▶ [Record set]
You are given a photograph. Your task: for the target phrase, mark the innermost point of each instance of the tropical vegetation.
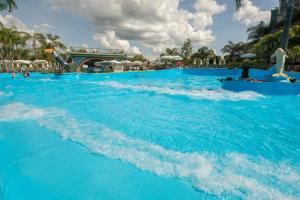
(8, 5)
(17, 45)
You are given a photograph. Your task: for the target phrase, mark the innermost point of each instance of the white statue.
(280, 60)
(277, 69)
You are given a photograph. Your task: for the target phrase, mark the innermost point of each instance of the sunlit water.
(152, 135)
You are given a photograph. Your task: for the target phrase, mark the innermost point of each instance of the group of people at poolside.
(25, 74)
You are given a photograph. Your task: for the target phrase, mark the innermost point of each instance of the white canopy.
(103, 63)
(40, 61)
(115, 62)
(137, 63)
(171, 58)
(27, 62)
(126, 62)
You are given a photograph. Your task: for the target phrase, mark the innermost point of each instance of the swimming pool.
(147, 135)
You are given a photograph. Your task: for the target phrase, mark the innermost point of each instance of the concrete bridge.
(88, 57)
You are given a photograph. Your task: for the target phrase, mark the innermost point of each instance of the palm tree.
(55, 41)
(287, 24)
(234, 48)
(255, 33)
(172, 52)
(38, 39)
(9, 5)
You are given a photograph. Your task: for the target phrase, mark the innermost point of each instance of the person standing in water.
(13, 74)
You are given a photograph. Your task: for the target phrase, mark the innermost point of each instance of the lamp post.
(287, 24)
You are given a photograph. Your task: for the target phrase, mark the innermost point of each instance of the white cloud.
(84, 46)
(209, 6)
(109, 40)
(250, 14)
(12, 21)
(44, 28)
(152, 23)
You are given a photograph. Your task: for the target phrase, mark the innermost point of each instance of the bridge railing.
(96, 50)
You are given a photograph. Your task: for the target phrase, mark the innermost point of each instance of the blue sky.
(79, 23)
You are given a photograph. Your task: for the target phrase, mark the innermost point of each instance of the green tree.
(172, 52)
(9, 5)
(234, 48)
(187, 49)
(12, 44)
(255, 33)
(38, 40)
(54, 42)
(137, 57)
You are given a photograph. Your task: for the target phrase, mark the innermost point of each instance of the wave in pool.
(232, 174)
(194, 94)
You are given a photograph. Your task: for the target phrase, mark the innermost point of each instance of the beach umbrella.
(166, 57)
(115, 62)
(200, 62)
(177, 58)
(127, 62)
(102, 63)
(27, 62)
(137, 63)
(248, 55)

▶ [Exercise directions]
Write out the data above precisely. Pictures stay out.

▶ [Exercise response]
You are given a photograph. Your task: for the target phrase, mark the innermost point of each instance of the tropical vegetation.
(8, 5)
(17, 45)
You are given a photograph. Your task: for the target phrase, mark the innermost point of each instance of the white statue.
(280, 60)
(277, 69)
You are given a photograph. Your task: for the target phrase, mark the innermost point of each instance of the sunlit water.
(152, 135)
You are given a photograph. Your task: for the target phrase, mark the innermost point of each instance of the group of people at poolside.
(25, 74)
You are given a photograph. Your task: for the target phrase, mark the innermost point of each instance of the white canopy.
(103, 63)
(40, 61)
(115, 62)
(137, 63)
(171, 58)
(27, 62)
(126, 62)
You are given a photograph. Your task: for the target phrase, mark the innermost point of each instance of the swimming pool.
(147, 135)
You are given a photograph. Your task: for the target phrase, mark the innermost point of each instance of the concrete bridge.
(88, 57)
You are given a photograph. Your task: for the target phrase, mark the innermost point of each instance of the palm tree.
(55, 41)
(287, 24)
(234, 48)
(255, 33)
(172, 52)
(38, 39)
(9, 5)
You are given a photograph. Your task: for the target phrase, mark the innermost point of each instance of the person standing in water.
(13, 74)
You are given a photograph. Your task: for the target phrase, mark the innermost point of each instance of the lamp post.
(287, 24)
You are given a photograph. Your task: for the target phrase, mark the innermost point of each instance of the white cloud.
(84, 46)
(209, 6)
(109, 40)
(250, 14)
(12, 21)
(44, 28)
(152, 23)
You are given a photograph. Your task: for the target phrase, mark the innermost point of each instance of the bridge railing.
(96, 50)
You are given a photograph. Your task: for the target phrase, mark the innermost point of each instance of the blue sky.
(79, 23)
You are given a photograph. Your task: for the target phrase, mark the innermost point of each instance of the green tree.
(172, 52)
(9, 5)
(234, 48)
(187, 49)
(12, 44)
(255, 33)
(38, 40)
(54, 42)
(137, 57)
You are given a photograph. Your task: for the target phrase, mark the innermost point of each instance of the wave in pool.
(232, 174)
(194, 94)
You are given a photograph. Your task: for the target phrase, mark the innermost point of each instance of the beach umbrella.
(166, 57)
(115, 62)
(200, 62)
(177, 58)
(127, 62)
(102, 63)
(27, 62)
(137, 63)
(248, 55)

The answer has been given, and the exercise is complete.